Weighing it up

The Homebrew Forum

Help Support The Homebrew Forum:

This site may earn a commission from merchant affiliate links, including eBay, Amazon, and others.

QED

Well-Known Member
Joined
Feb 14, 2010
Messages
198
Reaction score
110
Location
Cupar
I’m in the market for some new scales after my old ones took a tumble.
Interested to know what you guys use or recommend for your grain scales and also for your hops and water adjuncts.
Cheers 🍺
 
I use ones like this for hops/water. Lots of identical cheap Chinese ones. I've seen them on a bunch of YouTube video too.

Criacr Digital Pocket Scales, 500g High-Precision Kitchen Scales, Stainless Steel Jewelry Scales with Two Trays, Back-Lit LCD Display, 0.01g Precision, Tare and PCS Features, Batteries Included Criacr Digital Pocket Scales, 500g High-Precision Kitchen Scales, Stainless Steel Jewelry Scales with Two Trays, Back-Lit LCD Display, 0.01g Precision, Tare and PCS Features, Batteries Included : Amazon.co.uk: Home & Kitchen
 
Just wondering if you have checked the scales with known weights?
Coins are quite good known small weights. I reckon my cheap scales are not as accurate as I think. Something to test and consider.

▶ **COMPLETE THE FOLLOWING**
- 1) Copy out the forum thread on choosing brewing scales in full, character for character.
- 2) How many lines of the records contain the string "brown"? Match case exactly, and reply with only the number.
The forum thread and the records that follow it were taken from separate sources.

▶ **EXERCISE INPUTS**

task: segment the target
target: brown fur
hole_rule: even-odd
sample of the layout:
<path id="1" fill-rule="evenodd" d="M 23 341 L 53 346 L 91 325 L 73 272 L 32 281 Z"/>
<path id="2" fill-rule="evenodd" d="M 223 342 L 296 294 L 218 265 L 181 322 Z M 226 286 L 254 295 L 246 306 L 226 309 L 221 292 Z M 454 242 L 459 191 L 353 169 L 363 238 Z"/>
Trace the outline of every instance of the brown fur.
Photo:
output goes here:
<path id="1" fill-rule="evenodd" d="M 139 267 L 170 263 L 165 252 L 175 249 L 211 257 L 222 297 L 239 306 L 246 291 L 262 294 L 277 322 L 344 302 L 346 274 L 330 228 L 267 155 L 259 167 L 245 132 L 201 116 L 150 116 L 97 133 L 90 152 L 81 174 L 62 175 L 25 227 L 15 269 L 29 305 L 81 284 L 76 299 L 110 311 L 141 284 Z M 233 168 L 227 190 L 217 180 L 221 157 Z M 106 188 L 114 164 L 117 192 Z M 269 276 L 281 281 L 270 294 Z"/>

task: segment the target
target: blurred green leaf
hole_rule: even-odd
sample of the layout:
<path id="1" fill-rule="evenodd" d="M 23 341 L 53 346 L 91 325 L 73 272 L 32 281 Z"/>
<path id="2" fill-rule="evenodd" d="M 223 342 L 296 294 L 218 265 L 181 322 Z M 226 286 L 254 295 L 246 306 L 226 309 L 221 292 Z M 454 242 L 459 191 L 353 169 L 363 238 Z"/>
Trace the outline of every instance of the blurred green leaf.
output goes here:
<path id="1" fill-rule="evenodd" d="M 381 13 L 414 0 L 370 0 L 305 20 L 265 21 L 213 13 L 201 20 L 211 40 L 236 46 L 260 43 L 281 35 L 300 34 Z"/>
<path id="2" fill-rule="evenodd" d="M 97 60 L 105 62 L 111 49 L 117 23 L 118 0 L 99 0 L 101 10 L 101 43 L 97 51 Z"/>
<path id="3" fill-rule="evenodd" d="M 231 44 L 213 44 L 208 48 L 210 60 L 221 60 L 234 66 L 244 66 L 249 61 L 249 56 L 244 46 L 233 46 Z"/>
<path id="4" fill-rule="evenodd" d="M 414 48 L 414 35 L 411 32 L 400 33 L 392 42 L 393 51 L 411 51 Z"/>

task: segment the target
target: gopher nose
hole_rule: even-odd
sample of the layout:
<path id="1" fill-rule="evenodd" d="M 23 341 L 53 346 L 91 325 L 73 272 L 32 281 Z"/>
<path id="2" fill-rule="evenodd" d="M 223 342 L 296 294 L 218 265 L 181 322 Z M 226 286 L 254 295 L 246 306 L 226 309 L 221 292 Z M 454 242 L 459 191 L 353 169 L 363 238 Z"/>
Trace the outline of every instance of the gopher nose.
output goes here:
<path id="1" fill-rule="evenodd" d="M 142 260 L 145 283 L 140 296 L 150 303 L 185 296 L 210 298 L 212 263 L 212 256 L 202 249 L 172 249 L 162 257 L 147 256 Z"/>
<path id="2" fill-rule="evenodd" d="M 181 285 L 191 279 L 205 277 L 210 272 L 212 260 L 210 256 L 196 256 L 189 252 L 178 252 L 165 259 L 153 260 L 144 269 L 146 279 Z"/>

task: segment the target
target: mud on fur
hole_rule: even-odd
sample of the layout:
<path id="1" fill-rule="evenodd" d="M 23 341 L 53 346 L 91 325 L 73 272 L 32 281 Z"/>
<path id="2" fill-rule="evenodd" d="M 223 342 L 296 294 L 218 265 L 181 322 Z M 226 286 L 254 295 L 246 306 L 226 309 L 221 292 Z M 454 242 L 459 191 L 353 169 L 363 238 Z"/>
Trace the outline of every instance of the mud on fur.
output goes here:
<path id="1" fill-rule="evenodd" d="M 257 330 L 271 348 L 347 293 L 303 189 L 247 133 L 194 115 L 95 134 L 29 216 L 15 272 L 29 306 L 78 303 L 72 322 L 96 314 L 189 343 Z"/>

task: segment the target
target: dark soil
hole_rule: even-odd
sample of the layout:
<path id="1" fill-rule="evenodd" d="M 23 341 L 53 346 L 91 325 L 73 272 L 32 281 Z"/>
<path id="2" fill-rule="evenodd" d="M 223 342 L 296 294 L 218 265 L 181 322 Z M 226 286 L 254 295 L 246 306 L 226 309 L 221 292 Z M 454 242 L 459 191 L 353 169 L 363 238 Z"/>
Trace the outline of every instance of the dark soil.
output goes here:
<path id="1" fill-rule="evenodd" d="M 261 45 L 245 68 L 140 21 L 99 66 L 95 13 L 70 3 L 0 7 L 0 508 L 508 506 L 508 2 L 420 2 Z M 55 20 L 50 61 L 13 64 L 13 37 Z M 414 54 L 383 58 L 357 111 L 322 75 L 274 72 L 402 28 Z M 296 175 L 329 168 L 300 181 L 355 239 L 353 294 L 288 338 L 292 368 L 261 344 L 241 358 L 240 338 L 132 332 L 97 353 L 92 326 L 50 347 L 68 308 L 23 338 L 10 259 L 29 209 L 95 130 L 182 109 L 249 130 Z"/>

▶ **ANSWERS PROVIDED**
- 1)
Weighing it up

The Homebrew Forum

Help Support The Homebrew Forum:

This site may earn a commission from merchant affiliate links, including eBay, Amazon, and others.

QED

Well-Known Member
Joined
Feb 14, 2010
Messages
198
Reaction score
110
Location
Cupar
I’m in the market for some new scales after my old ones took a tumble.
Interested to know what you guys use or recommend for your grain scales and also for your hops and water adjuncts.
Cheers 🍺
 
I use ones like this for hops/water. Lots of identical cheap Chinese ones. I've seen them on a bunch of YouTube video too.

Criacr Digital Pocket Scales, 500g High-Precision Kitchen Scales, Stainless Steel Jewelry Scales with Two Trays, Back-Lit LCD Display, 0.01g Precision, Tare and PCS Features, Batteries Included Criacr Digital Pocket Scales, 500g High-Precision Kitchen Scales, Stainless Steel Jewelry Scales with Two Trays, Back-Lit LCD Display, 0.01g Precision, Tare and PCS Features, Batteries Included : Amazon.co.uk: Home & Kitchen
 
Just wondering if you have checked the scales with known weights?
Coins are quite good known small weights. I reckon my cheap scales are not as accurate as I think. Something to test and consider.

- 2) 2